Saved data entries:
◇ ◇ ◇ ◇ ◇

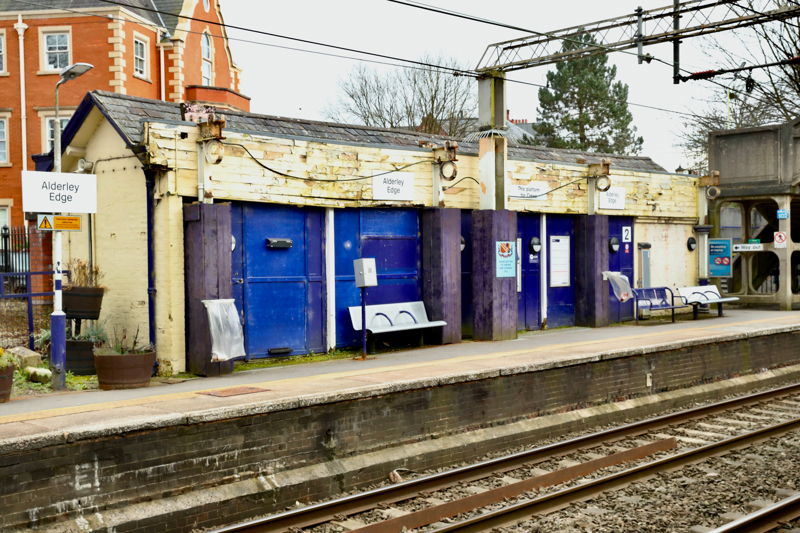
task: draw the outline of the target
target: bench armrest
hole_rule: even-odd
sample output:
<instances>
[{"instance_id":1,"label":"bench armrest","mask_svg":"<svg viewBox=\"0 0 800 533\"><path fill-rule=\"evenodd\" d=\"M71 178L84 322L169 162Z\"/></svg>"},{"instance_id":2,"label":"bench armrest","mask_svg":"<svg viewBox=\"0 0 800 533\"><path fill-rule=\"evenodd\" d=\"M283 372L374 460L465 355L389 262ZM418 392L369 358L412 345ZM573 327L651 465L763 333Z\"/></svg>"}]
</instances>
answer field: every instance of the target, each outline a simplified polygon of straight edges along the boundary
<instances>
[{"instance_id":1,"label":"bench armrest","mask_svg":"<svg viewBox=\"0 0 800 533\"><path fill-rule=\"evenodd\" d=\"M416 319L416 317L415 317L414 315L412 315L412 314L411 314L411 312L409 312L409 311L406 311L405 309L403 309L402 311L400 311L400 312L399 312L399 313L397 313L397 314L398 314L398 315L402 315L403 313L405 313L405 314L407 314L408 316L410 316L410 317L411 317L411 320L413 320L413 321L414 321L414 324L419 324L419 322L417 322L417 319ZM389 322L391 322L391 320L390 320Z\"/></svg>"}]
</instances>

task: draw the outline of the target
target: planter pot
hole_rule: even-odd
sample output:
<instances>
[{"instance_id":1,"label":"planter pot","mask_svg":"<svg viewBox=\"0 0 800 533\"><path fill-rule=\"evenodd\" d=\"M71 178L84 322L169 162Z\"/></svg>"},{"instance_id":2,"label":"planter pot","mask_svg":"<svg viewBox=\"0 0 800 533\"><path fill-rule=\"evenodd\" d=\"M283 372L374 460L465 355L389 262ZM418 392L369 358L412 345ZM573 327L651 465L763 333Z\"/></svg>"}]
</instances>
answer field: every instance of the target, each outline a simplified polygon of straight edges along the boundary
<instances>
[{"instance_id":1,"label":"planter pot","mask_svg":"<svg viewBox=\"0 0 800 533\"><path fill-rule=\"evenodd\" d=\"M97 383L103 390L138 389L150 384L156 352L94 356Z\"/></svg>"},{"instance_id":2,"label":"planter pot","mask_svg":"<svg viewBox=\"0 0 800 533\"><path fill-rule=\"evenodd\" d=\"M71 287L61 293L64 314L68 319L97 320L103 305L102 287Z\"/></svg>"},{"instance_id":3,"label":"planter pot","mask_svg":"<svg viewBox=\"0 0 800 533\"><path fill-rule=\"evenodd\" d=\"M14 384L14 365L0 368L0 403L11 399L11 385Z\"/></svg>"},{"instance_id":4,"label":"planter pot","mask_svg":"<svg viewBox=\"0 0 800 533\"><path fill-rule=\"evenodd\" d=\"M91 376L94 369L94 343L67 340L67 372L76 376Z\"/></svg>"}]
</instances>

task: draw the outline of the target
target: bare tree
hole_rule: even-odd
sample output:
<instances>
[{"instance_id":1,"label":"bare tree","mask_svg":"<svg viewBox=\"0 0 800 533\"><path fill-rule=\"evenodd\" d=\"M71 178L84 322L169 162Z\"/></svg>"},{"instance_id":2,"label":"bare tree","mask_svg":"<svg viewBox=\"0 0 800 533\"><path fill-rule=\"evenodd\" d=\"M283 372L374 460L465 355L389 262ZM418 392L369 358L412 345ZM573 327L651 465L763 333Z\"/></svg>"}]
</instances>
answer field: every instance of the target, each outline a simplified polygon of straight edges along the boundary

◇ ◇ ◇ ◇ ◇

• TASK DESCRIPTION:
Although the records above include pictures, the copy must contain only their exact text.

• OUTPUT:
task: draw the outline of the target
target: bench armrest
hole_rule: even-odd
sample output:
<instances>
[{"instance_id":1,"label":"bench armrest","mask_svg":"<svg viewBox=\"0 0 800 533\"><path fill-rule=\"evenodd\" d=\"M71 178L84 322L169 162Z\"/></svg>"},{"instance_id":2,"label":"bench armrest","mask_svg":"<svg viewBox=\"0 0 800 533\"><path fill-rule=\"evenodd\" d=\"M283 372L374 460L465 355L389 262ZM418 392L369 358L412 345ZM573 327L651 465L763 333Z\"/></svg>"}]
</instances>
answer field: every instance of the target, each outline a simplified polygon of straight edges along the boundary
<instances>
[{"instance_id":1,"label":"bench armrest","mask_svg":"<svg viewBox=\"0 0 800 533\"><path fill-rule=\"evenodd\" d=\"M416 319L416 317L415 317L414 315L412 315L412 314L411 314L411 312L409 312L409 311L406 311L405 309L403 309L402 311L400 311L400 312L399 312L399 313L397 313L397 314L398 314L398 315L402 315L403 313L405 313L405 314L407 314L408 316L410 316L410 317L411 317L411 320L413 320L413 321L414 321L414 324L419 324L419 322L417 322L417 319ZM389 322L391 322L391 320L390 320Z\"/></svg>"}]
</instances>

task: draw the outline of the target
target: planter pot
hole_rule: even-odd
sample output:
<instances>
[{"instance_id":1,"label":"planter pot","mask_svg":"<svg viewBox=\"0 0 800 533\"><path fill-rule=\"evenodd\" d=\"M71 178L84 322L169 162Z\"/></svg>"},{"instance_id":2,"label":"planter pot","mask_svg":"<svg viewBox=\"0 0 800 533\"><path fill-rule=\"evenodd\" d=\"M283 372L374 460L465 355L389 262ZM418 392L369 358L412 345ZM573 327L651 465L763 333Z\"/></svg>"}]
</instances>
answer field: every instance of the target, each outline a simplified polygon of straight edges along the boundary
<instances>
[{"instance_id":1,"label":"planter pot","mask_svg":"<svg viewBox=\"0 0 800 533\"><path fill-rule=\"evenodd\" d=\"M97 383L103 390L138 389L150 384L156 352L94 356Z\"/></svg>"},{"instance_id":2,"label":"planter pot","mask_svg":"<svg viewBox=\"0 0 800 533\"><path fill-rule=\"evenodd\" d=\"M71 287L61 293L64 314L68 319L97 320L103 305L102 287Z\"/></svg>"},{"instance_id":3,"label":"planter pot","mask_svg":"<svg viewBox=\"0 0 800 533\"><path fill-rule=\"evenodd\" d=\"M14 384L14 365L0 368L0 403L11 399L11 385Z\"/></svg>"},{"instance_id":4,"label":"planter pot","mask_svg":"<svg viewBox=\"0 0 800 533\"><path fill-rule=\"evenodd\" d=\"M91 376L94 369L94 343L67 340L67 372L76 376Z\"/></svg>"}]
</instances>

task: draw the outline of the target
target: bare tree
hole_rule: even-odd
sample output:
<instances>
[{"instance_id":1,"label":"bare tree","mask_svg":"<svg viewBox=\"0 0 800 533\"><path fill-rule=\"evenodd\" d=\"M71 178L84 322L169 162Z\"/></svg>"},{"instance_id":2,"label":"bare tree","mask_svg":"<svg viewBox=\"0 0 800 533\"><path fill-rule=\"evenodd\" d=\"M283 372L374 460L465 355L389 262ZM418 392L369 358L412 345ZM573 327L651 465L763 333Z\"/></svg>"}]
</instances>
answer field: every instance of the target, each outline a simplified polygon of straight edges along the boundary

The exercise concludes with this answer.